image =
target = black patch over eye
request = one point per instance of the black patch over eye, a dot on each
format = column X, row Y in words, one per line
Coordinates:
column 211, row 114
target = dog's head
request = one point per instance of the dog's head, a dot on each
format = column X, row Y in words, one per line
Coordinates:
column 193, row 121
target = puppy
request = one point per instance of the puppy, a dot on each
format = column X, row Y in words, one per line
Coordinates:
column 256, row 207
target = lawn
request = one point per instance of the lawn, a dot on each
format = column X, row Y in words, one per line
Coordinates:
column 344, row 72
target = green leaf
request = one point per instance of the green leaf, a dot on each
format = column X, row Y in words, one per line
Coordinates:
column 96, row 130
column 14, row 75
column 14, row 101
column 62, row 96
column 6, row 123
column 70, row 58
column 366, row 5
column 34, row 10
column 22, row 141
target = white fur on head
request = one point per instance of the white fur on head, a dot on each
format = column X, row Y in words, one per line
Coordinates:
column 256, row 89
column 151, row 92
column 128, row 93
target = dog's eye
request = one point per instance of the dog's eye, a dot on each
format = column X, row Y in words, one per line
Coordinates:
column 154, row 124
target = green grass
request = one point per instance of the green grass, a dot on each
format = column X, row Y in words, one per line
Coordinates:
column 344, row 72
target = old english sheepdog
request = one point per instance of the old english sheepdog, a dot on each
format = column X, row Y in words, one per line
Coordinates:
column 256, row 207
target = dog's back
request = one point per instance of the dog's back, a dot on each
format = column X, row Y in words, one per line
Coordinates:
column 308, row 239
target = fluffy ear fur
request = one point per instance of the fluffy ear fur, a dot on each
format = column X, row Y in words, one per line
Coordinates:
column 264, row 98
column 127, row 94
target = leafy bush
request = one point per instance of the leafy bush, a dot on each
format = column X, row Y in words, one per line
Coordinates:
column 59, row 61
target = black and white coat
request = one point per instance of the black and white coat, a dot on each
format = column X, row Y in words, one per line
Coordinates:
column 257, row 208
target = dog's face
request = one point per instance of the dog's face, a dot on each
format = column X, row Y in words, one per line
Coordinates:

------------

EXERCISE BRIEF — The lines from the one containing "request = one point per instance of the dog's back, a" through the last line of the material above are to be copied exactly, both ends included.

OUTPUT BELOW —
request = one point per instance of the dog's back, a dot on each
format = column X, row Y in words, one per line
Coordinates:
column 308, row 239
target = fluffy ear fur
request = one point per instance of the fluffy ear fur, a dot on each
format = column X, row Y in words, one per line
Coordinates:
column 264, row 98
column 127, row 94
target = leafy bush
request = one point per instance of the leafy bush, a dot on each
format = column X, row Y in words, one per line
Coordinates:
column 59, row 61
target = black and white coat
request = one point per instance of the black and white coat, a dot on each
format = column X, row Y in words, one per line
Coordinates:
column 257, row 208
target = dog's face
request = one point per instance of the dog's face, a dot on each
format = column X, row Y in words, one per line
Coordinates:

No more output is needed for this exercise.